Poverty in Canada: Toronto’s Homeless Shelters Bursting at the Seams

On February 17, a mass delegation of members and supporters of the Ontario Coalition Against Poverty (OCAP) marched to Toronto City Hall. We brought with us copies of a report we had put together called Out in the Cold: The Crisis in Toronto’s Shelter System.

The City Council was putting the finishing touches to a municipal budget tailored to the needs of investors, developers and a well resourced police force. We entered the Council Chambers and interrupted their deliberations to deliver the report as many of them scrambled for the exits.


The Out in the Cold report, was our attempt to show just how severe the crisis within the shelter system has become. Shelter use has grown by 11 per cent over the last four years and there is no indication that this trend is likely to reverse. This situation arises from the accumulating impacts of an austerity agenda that has reduced the adequacy of income support programs to the point where many people find it impossible to eat properly and retain their housing. At the same time, this City is in the midst of a frenzied drive to create an oversupply of upscale housing that drives up rents and reduces affordable housing stock. Large scale homelessness is the predictable and inevitable end result.

● Tasks for this exercise:
a: Reproduce verbatim a portion of the article on Toronto's homeless shelters, beginning at the words "Poverty in Canada: Toronto’s" and stopping after "Toronto’s Shelter System.".
b: Resume the article about the crisis in Toronto's shelter system, carrying it on from its final sentence.

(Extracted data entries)
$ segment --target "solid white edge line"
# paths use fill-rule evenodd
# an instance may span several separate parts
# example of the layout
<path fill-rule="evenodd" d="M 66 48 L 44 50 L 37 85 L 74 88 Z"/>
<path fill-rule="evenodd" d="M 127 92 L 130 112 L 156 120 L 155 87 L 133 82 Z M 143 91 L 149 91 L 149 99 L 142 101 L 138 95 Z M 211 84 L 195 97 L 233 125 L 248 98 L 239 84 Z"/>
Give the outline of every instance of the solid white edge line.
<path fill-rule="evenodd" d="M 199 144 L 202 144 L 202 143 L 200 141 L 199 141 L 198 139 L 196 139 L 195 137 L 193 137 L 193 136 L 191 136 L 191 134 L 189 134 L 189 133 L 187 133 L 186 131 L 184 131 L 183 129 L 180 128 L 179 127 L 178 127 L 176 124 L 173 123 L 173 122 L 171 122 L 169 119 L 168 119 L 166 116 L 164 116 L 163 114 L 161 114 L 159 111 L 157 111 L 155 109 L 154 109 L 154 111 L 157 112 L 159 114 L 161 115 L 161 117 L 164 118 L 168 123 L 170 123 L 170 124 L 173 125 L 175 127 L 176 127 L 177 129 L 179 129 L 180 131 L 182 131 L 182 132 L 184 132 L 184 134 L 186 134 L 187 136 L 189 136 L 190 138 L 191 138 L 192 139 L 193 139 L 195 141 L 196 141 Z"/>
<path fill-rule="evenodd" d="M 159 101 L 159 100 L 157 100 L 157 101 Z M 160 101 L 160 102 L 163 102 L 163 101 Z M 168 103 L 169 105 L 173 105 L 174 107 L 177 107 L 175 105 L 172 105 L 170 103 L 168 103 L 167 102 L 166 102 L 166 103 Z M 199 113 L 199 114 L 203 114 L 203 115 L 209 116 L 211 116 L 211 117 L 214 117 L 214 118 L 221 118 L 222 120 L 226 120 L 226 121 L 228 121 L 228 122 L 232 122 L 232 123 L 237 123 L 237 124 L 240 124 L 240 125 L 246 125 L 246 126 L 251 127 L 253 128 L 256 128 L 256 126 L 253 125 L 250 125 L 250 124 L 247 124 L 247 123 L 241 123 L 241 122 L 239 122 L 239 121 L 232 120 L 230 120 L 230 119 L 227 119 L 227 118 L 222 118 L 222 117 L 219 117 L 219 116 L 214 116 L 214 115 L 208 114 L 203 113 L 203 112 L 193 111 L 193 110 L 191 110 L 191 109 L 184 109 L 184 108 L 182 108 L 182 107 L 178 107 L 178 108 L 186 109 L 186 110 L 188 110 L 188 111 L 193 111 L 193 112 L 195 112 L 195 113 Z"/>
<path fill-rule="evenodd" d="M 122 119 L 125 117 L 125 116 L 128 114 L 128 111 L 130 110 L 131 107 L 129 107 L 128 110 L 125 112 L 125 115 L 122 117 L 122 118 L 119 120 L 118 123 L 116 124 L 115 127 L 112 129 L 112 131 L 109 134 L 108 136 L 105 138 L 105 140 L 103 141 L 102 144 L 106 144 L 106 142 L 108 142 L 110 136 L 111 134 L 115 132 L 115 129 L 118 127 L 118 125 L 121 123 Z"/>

● Responses per task:
a:
Poverty in Canada: Toronto’s Homeless Shelters Bursting at the Seams

On February 17, a mass delegation of members and supporters of the Ontario Coalition Against Poverty (OCAP) marched to Toronto City Hall. We brought with us copies of a report we had put together called Out in the Cold: The Crisis in Toronto’s Shelter System.

b:
The regime at City Hall that is working to further this twin agenda of austerity and redevelopment is deeply reluctant to adequately respond to the shelter needs of the homeless population that their work is creating. In tough times, people facing destitution will tend to move into the central areas of the major urban centres. The municipal administration is anxious to ensure that Toronto’s shelters remain forbidding places that are hard to access and even harder to tolerate. For this reason, the track record has been to concede as little as possible to community pressure and to keep the shelters crowded and uninviting.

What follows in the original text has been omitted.